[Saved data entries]
= = =

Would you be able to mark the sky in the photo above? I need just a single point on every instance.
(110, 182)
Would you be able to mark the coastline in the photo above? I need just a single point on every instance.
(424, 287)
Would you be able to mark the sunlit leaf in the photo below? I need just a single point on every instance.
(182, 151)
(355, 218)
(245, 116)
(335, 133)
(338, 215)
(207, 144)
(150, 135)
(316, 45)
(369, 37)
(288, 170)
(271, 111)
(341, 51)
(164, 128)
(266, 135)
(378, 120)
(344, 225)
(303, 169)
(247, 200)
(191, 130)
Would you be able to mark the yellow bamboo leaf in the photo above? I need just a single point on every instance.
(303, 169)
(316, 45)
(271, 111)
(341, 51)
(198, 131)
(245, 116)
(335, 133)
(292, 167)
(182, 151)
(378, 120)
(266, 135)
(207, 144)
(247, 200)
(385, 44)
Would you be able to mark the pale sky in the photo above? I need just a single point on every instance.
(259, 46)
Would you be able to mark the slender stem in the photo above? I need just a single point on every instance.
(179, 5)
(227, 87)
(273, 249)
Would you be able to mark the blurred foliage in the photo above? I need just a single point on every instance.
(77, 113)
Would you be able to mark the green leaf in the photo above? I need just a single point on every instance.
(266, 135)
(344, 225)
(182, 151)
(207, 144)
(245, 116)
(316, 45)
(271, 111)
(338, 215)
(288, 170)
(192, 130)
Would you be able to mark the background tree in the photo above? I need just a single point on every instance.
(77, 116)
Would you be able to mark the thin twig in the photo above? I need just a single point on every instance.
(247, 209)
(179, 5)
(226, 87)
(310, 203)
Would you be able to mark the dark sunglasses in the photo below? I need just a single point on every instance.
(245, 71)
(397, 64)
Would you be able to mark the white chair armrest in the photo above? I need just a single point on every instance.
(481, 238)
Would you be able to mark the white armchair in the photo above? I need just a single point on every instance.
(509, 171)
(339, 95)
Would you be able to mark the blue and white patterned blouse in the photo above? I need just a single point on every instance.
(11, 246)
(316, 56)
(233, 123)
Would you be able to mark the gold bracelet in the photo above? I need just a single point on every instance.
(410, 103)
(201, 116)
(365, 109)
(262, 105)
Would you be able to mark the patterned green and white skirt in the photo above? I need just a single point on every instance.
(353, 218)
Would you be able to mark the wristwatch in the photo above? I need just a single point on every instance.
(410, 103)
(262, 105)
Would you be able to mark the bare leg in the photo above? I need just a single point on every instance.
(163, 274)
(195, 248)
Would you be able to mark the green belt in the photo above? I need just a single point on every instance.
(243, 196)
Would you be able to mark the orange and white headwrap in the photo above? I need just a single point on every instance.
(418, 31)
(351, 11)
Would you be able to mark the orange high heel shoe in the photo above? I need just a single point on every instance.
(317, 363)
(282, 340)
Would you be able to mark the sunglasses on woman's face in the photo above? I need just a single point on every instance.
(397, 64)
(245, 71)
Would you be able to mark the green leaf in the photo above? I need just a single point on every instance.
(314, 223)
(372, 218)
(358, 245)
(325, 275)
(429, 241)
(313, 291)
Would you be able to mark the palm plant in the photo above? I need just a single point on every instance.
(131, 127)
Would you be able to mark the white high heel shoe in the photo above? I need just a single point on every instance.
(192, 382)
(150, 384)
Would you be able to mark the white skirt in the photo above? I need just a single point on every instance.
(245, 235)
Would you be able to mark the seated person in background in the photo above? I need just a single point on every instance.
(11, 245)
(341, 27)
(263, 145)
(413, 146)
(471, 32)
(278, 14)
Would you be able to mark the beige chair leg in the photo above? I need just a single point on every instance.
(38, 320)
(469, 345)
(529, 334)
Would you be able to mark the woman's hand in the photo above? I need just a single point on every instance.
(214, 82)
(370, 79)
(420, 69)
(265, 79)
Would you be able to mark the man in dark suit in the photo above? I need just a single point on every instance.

= = =

Arrange all of the records above as a Markdown table with two columns, "Row" and "Entry", giving each line its row number and leaving out any blank lines.

Solution for this task
| Row | Entry |
|---|---|
| 1 | Would you be able to mark the sky in the photo above? I need just a single point on every instance. |
| 2 | (110, 182) |
| 3 | Would you be able to mark the coastline in the photo above? I need just a single point on every instance. |
| 4 | (424, 287) |
| 5 | Would you be able to mark the sunlit leaf in the photo below? I need just a single point on every instance. |
| 6 | (182, 151) |
| 7 | (355, 218) |
| 8 | (245, 116) |
| 9 | (335, 133) |
| 10 | (338, 215) |
| 11 | (207, 144) |
| 12 | (150, 135) |
| 13 | (316, 45) |
| 14 | (369, 37) |
| 15 | (288, 170) |
| 16 | (271, 111) |
| 17 | (341, 51) |
| 18 | (164, 128) |
| 19 | (266, 135) |
| 20 | (378, 120) |
| 21 | (344, 225) |
| 22 | (303, 169) |
| 23 | (247, 200) |
| 24 | (191, 130) |
| 25 | Would you be able to mark the yellow bamboo leaf in the photo above? I need just a single point on every instance. |
| 26 | (303, 169) |
| 27 | (316, 45) |
| 28 | (271, 111) |
| 29 | (341, 51) |
| 30 | (198, 131) |
| 31 | (245, 116) |
| 32 | (335, 133) |
| 33 | (292, 167) |
| 34 | (182, 151) |
| 35 | (378, 120) |
| 36 | (266, 135) |
| 37 | (207, 144) |
| 38 | (247, 200) |
| 39 | (385, 44) |
| 40 | Would you be able to mark the pale sky in the photo above? I need just a single point on every instance. |
| 41 | (259, 46) |
| 42 | Would you be able to mark the slender stem in the photo above? I need just a single point on every instance. |
| 43 | (179, 5) |
| 44 | (227, 87) |
| 45 | (273, 249) |
| 46 | Would you be able to mark the blurred foliage in the photo above? I need just a single point on every instance. |
| 47 | (77, 113) |
| 48 | Would you be able to mark the green leaf in the photo above? I need just a single point on every instance. |
| 49 | (266, 135) |
| 50 | (344, 225) |
| 51 | (182, 151) |
| 52 | (207, 144) |
| 53 | (245, 116) |
| 54 | (316, 45) |
| 55 | (271, 111) |
| 56 | (338, 215) |
| 57 | (288, 170) |
| 58 | (192, 130) |
| 59 | Would you be able to mark the background tree in the photo above? I need just a single point on every instance. |
| 60 | (77, 116) |
| 61 | Would you be able to mark the thin twig in the photo above? I need just a single point on every instance. |
| 62 | (247, 209) |
| 63 | (179, 5) |
| 64 | (226, 87) |
| 65 | (310, 203) |
| 66 | Would you be able to mark the dark sunglasses in the photo below? I need just a single point on every instance. |
| 67 | (245, 71) |
| 68 | (397, 64) |
| 69 | Would you be able to mark the white chair armrest in the photo above? I need just a single point on every instance. |
| 70 | (481, 238) |
| 71 | Would you be able to mark the white armchair in the photo above? I need just a single point on every instance. |
| 72 | (509, 171) |
| 73 | (339, 95) |
| 74 | Would you be able to mark the blue and white patterned blouse in the photo above? I need just a single point on every instance. |
| 75 | (11, 246) |
| 76 | (316, 56) |
| 77 | (233, 123) |
| 78 | Would you be able to mark the gold bracelet in the photo above? I need just a single point on every instance. |
| 79 | (410, 103) |
| 80 | (201, 116) |
| 81 | (365, 109) |
| 82 | (262, 105) |
| 83 | Would you be able to mark the patterned green and white skirt in the photo above? I need just a single point on every instance. |
| 84 | (353, 218) |
| 85 | Would you be able to mark the wristwatch in the photo above? I need just a single point on every instance. |
| 86 | (410, 103) |
| 87 | (262, 105) |
| 88 | Would you be able to mark the bare leg in the photo above? I need just a single point on every instance. |
| 89 | (163, 274) |
| 90 | (195, 248) |
| 91 | Would you be able to mark the green belt in the photo above? I need just a single point on every instance. |
| 92 | (243, 196) |
| 93 | Would you be able to mark the orange and white headwrap in the photo above? I need just a single point on every instance. |
| 94 | (418, 31) |
| 95 | (351, 11) |
| 96 | Would you be able to mark the orange high heel shoe in the photo above? I need just a single point on every instance. |
| 97 | (317, 363) |
| 98 | (282, 340) |
| 99 | Would you be able to mark the sunglasses on woman's face in the photo above? I need just a single point on every instance. |
| 100 | (397, 64) |
| 101 | (245, 71) |
| 102 | Would you be able to mark the green leaf in the photo above? I need just a single point on every instance. |
| 103 | (314, 223) |
| 104 | (372, 218) |
| 105 | (358, 245) |
| 106 | (325, 275) |
| 107 | (429, 241) |
| 108 | (313, 291) |
| 109 | Would you be able to mark the palm plant in the photo above? I need just a single point on every instance. |
| 110 | (131, 127) |
| 111 | Would you be able to mark the white high heel shoe in the photo above? I need just a single point on every instance. |
| 112 | (192, 382) |
| 113 | (150, 384) |
| 114 | Would you be able to mark the white skirt in the photo above? I need just a single point on every instance. |
| 115 | (245, 235) |
| 116 | Would you be able to mark the seated person in background in the photo above? I need just a single point on every instance. |
| 117 | (11, 245) |
| 118 | (341, 27) |
| 119 | (263, 145) |
| 120 | (413, 146) |
| 121 | (471, 32) |
| 122 | (278, 14) |
| 123 | Would you be able to mark the beige chair leg in the photo above? I need just a single point on every instance. |
| 124 | (38, 320) |
| 125 | (469, 345) |
| 126 | (529, 334) |
| 127 | Would you be able to mark the woman's hand in the photo above? I need just a single point on every instance. |
| 128 | (214, 82) |
| 129 | (370, 79) |
| 130 | (420, 69) |
| 131 | (265, 79) |
| 132 | Would you be able to mark the man in dark suit in the photo above? I need just a single point on every instance. |